◆ 練習問題 1
KURAUの感想ページから「-PEUGEOT in the」から「い、生きる意味を初めて知る。」までを両端を含めて書き写し、その中の「感想」をすべて「レビュー」に変えてください。

蒼穹のぺうげおっと

-PEUGEOT in the AZURE- マンガ・小説・アニメの感想を書き流すファフナーとエウレカ好きのサイトです

KURAU 第16話 感想

2004-10-22 21:15:54 | アニメ 感想
それは切な過ぎるよ・・・。
存在することを諦めたその淵から、互いを必要とする存在に巡り逢い、生きる意味を初めて知る。
しかしその刹那、互いを想うが故に、助けたいがためにやっと巡り逢えた「対」は消失してしまう。
そんなイヴォンに果たしてどんなテーマを背負わせていくのか・・・。

■存在することを
諦めたイヴォンが生きていたという描写と、生きること、独りでいることを諦めたジェシカが出会う冒頭のシーンは、これは二人に対して救いの道を描くのか、それはそれで観て見たい、と思わせるに十分な演出でした。
二人とも存在する意義を見失っていたところに、互いに必要とされる存在を得たことによって、再生していくプロセスを描いて欲しい、そんな思いでした。

■僕はもともと
このKURAUという作品のテーマは「家族、親愛なる者への思慕」だと思っていて、その表現のひとつとして「憧憬」「寂しさ」が随所に散りばめられているんだと思っています。
しかし、第13話以降この表現に加えて「別れ」という表現も同じように散りばめられていて、今回のイヴォンとジェシカのストーリーは残念ながら「別れ」を描くシーンとなってしまいました。
しかし、これは今までの「別れ」とは異なっていて、大切な相手を守るための「別れ」だったと解釈したいです。

■だからそこ
ジェシカの想いを胸にイヴォンがこれからどんなテーマを背負うのか、そしてこのイヴォンとジェシカの「別れ」がクラウとクリスマスにどう影響していくのか、これからも静かに見守りたいと思うのです。

イヴォンとジェシカの再生のプロセス、これがほんとに見たかったから、余計今回のエンディングが切ない・・・。
僕はもともと涙腺が弱いのですが、このKURAUを見るときはいつも涙目になってしまうのでした。

#KURAUのオープニングもエンディングも非常に好きなのですが、挿入歌もけっこう沁みるんです。
#サントラ買おうかな・・・。

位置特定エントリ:
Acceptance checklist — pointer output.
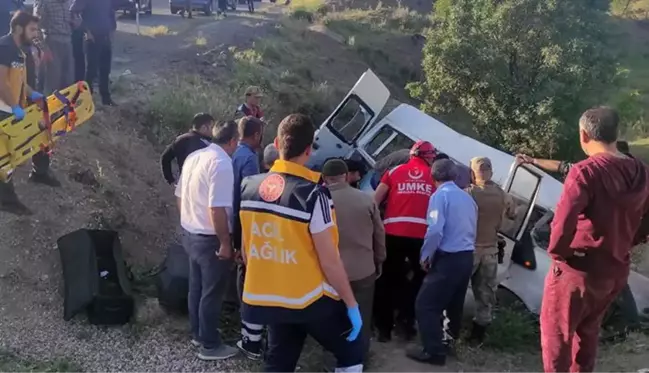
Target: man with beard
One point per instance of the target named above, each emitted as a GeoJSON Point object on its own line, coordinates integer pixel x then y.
{"type": "Point", "coordinates": [199, 137]}
{"type": "Point", "coordinates": [245, 162]}
{"type": "Point", "coordinates": [14, 93]}
{"type": "Point", "coordinates": [405, 189]}
{"type": "Point", "coordinates": [355, 173]}
{"type": "Point", "coordinates": [98, 22]}
{"type": "Point", "coordinates": [56, 22]}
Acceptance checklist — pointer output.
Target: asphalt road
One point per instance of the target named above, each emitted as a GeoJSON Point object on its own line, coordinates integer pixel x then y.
{"type": "Point", "coordinates": [162, 17]}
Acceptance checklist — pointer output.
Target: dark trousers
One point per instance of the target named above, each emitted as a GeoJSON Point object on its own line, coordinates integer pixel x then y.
{"type": "Point", "coordinates": [394, 291]}
{"type": "Point", "coordinates": [251, 334]}
{"type": "Point", "coordinates": [443, 289]}
{"type": "Point", "coordinates": [40, 166]}
{"type": "Point", "coordinates": [285, 342]}
{"type": "Point", "coordinates": [363, 290]}
{"type": "Point", "coordinates": [222, 5]}
{"type": "Point", "coordinates": [574, 305]}
{"type": "Point", "coordinates": [79, 55]}
{"type": "Point", "coordinates": [207, 285]}
{"type": "Point", "coordinates": [5, 18]}
{"type": "Point", "coordinates": [99, 54]}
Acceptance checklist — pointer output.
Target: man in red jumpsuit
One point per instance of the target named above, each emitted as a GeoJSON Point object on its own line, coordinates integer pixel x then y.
{"type": "Point", "coordinates": [405, 189]}
{"type": "Point", "coordinates": [597, 218]}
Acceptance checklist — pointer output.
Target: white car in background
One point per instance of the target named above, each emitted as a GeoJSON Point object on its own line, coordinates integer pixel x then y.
{"type": "Point", "coordinates": [352, 131]}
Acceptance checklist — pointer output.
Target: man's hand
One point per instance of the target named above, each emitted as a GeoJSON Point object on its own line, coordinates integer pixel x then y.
{"type": "Point", "coordinates": [35, 96]}
{"type": "Point", "coordinates": [238, 257]}
{"type": "Point", "coordinates": [524, 159]}
{"type": "Point", "coordinates": [225, 252]}
{"type": "Point", "coordinates": [47, 55]}
{"type": "Point", "coordinates": [425, 265]}
{"type": "Point", "coordinates": [18, 112]}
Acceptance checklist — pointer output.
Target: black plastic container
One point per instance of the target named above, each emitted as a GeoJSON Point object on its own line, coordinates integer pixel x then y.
{"type": "Point", "coordinates": [95, 277]}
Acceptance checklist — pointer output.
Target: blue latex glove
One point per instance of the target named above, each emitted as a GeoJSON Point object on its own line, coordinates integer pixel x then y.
{"type": "Point", "coordinates": [354, 315]}
{"type": "Point", "coordinates": [35, 96]}
{"type": "Point", "coordinates": [18, 112]}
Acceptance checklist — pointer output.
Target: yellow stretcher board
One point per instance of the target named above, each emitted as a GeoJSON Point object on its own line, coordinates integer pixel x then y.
{"type": "Point", "coordinates": [20, 140]}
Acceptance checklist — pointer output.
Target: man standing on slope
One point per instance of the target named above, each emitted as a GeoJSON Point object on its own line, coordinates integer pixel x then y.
{"type": "Point", "coordinates": [204, 194]}
{"type": "Point", "coordinates": [245, 162]}
{"type": "Point", "coordinates": [199, 137]}
{"type": "Point", "coordinates": [405, 189]}
{"type": "Point", "coordinates": [99, 23]}
{"type": "Point", "coordinates": [598, 215]}
{"type": "Point", "coordinates": [295, 278]}
{"type": "Point", "coordinates": [14, 92]}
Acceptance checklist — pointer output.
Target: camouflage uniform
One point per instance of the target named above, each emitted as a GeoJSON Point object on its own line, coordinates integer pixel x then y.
{"type": "Point", "coordinates": [492, 203]}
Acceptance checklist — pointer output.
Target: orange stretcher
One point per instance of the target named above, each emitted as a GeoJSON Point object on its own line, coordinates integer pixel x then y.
{"type": "Point", "coordinates": [44, 122]}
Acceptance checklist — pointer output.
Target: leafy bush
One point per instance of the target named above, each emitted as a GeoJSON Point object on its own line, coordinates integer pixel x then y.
{"type": "Point", "coordinates": [278, 63]}
{"type": "Point", "coordinates": [524, 70]}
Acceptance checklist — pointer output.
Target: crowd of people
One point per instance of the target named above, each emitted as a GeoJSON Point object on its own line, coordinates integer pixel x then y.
{"type": "Point", "coordinates": [318, 257]}
{"type": "Point", "coordinates": [62, 42]}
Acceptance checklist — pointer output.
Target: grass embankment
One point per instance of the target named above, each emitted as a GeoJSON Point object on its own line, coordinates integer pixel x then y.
{"type": "Point", "coordinates": [306, 63]}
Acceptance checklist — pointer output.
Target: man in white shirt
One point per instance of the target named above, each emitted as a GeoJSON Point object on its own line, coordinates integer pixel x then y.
{"type": "Point", "coordinates": [204, 194]}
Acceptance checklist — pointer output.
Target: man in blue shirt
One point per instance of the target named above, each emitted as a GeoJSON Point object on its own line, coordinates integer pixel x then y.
{"type": "Point", "coordinates": [245, 162]}
{"type": "Point", "coordinates": [99, 24]}
{"type": "Point", "coordinates": [447, 257]}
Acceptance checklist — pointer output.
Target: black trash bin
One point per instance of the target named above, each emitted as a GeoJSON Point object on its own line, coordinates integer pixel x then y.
{"type": "Point", "coordinates": [172, 282]}
{"type": "Point", "coordinates": [95, 277]}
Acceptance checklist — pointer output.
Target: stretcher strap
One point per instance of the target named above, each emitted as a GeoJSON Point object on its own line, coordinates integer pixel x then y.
{"type": "Point", "coordinates": [48, 126]}
{"type": "Point", "coordinates": [68, 112]}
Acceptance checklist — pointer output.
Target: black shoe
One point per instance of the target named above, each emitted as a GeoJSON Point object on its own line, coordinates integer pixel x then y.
{"type": "Point", "coordinates": [406, 330]}
{"type": "Point", "coordinates": [419, 355]}
{"type": "Point", "coordinates": [449, 347]}
{"type": "Point", "coordinates": [15, 207]}
{"type": "Point", "coordinates": [45, 179]}
{"type": "Point", "coordinates": [409, 333]}
{"type": "Point", "coordinates": [109, 101]}
{"type": "Point", "coordinates": [478, 333]}
{"type": "Point", "coordinates": [384, 337]}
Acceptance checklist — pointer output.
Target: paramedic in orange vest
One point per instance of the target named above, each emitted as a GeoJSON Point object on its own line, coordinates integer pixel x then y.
{"type": "Point", "coordinates": [405, 190]}
{"type": "Point", "coordinates": [295, 280]}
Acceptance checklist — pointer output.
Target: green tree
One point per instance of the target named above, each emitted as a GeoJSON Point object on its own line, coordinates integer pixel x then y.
{"type": "Point", "coordinates": [524, 70]}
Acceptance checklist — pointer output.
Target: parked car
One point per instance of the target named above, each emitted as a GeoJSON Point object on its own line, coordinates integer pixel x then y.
{"type": "Point", "coordinates": [352, 131]}
{"type": "Point", "coordinates": [205, 6]}
{"type": "Point", "coordinates": [130, 6]}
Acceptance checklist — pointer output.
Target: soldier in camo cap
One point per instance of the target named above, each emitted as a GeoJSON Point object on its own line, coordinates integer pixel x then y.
{"type": "Point", "coordinates": [493, 203]}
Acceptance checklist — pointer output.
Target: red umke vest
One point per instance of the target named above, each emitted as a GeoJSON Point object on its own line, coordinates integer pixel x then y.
{"type": "Point", "coordinates": [411, 186]}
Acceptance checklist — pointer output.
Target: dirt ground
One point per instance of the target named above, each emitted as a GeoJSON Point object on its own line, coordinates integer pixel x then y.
{"type": "Point", "coordinates": [111, 179]}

◆ 練習問題 2
記録の中から「black」という語を含む行をすべて選び出し、そのまま書き写してください。大文字と小文字は区別します。

◆ 解答 1
-PEUGEOT in the AZURE- マンガ・小説・アニメのレビューを書き流すファフナーとエウレカ好きのサイトです

KURAU 第16話 レビュー

2004-10-22 21:15:54 | アニメ レビュー
それは切な過ぎるよ・・・。
存在することを諦めたその淵から、互いを必要とする存在に巡り逢い、生きる意味を初めて知る。

◆ 解答 2
Target: black plastic container
Target: black trash bin
Target: black shoe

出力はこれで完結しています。